# [Assignment]
From the post about Wiley the barn owl below, list every statement in the numbered note that the writer keeps in a Bible.

Segment Start: Source extract

Wiley is our barn owl. OK, he's not exactly ours. But he lives in our neighborhood, and we've seen him so many times, we decided to name him.
He has a white face and looks pretty much exactly like this one (source).
He's a little guy, probably not more than ten inches tall. And we see him at night, along the very dark road that comes up behind our community. Our community is on the outskirts of the city, so we bump up against some wild, rolling hills. And because of that, we have quite the assortment of wildlife in our midst.
Wiley sits at the lowest point of the low, sagging telephone line in the pitch dark, staring down into the brush. We can only spot him as our glowing car headlights wash over him. Often, we stop the car and watch. He is motionless, silent, and looks down into even darker, shadowed brush. I have no idea how he can see anything moving below him. All of us are silent too.
Wiley waits for his dinner. Every time we see him, he is waiting, staring down into the black. We've seen him at 9 pm and 11 pm. He is always patiently waiting. He trusts his needs will be met.
Tonight I thought of Wiley because I am waiting too. I can think of at least three situations that need answers in my life. I need the Lord to resolve them, and I'm tempted to feel anxious about them several times a day. I am trying to wait patiently, but I am staring down into the black and seeing nothing move. It is not easy.
In my Bible, I have scrawled on a torn piece of paper - actually it's a piece of a church bulletin from some years ago - this note:
Waiting on the Lord is a spiritual attitude that says
#1 I have a great God
#2 God has everything under control
#3 God's timing is always perfect
#4 THEREFORE I am not going to panic or take matters into my own hands
Know what? This is so simple, and yet I feel like it is never easy to follow with unfaltering faith. I don't so much panic, but I DO so much begin to sneakily take matters into my own hands. Even if only in my mind, as I walk through Plans B, C, and D, because A seems to be taking too long. That is not OK, my friends! It is a major mental discipline for me to stop the train of thought and WAIT.

Segment End: Source extract
Segment Start: Data provided

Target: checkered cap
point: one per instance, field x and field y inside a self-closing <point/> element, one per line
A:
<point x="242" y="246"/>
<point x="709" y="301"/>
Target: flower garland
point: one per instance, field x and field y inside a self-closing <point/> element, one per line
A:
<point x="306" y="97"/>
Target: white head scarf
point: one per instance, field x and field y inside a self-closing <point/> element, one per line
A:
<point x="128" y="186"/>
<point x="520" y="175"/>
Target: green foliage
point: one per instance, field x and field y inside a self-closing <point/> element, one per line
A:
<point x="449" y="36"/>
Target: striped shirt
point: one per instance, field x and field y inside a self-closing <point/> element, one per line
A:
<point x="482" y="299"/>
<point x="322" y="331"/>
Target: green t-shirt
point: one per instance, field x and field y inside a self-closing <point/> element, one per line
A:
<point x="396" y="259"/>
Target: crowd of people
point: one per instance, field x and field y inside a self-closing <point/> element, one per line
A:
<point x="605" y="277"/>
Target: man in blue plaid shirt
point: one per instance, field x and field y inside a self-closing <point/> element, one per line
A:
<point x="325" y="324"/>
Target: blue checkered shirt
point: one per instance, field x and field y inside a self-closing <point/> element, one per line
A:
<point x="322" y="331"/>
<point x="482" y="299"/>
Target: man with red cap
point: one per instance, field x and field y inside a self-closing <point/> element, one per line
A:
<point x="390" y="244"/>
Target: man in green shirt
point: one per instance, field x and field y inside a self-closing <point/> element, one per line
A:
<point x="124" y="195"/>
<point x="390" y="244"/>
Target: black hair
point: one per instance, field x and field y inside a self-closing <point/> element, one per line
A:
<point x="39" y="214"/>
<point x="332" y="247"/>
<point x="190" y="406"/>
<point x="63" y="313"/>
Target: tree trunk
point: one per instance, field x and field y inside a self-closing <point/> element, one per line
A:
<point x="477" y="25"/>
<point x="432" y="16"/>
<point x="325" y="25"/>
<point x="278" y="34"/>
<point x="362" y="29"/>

Segment End: Data provided

# [Task answer]
1. I have a great God
2. God has everything under control
3. God's timing is always perfect
4. THEREFORE I am not going to panic or take matters into my own hands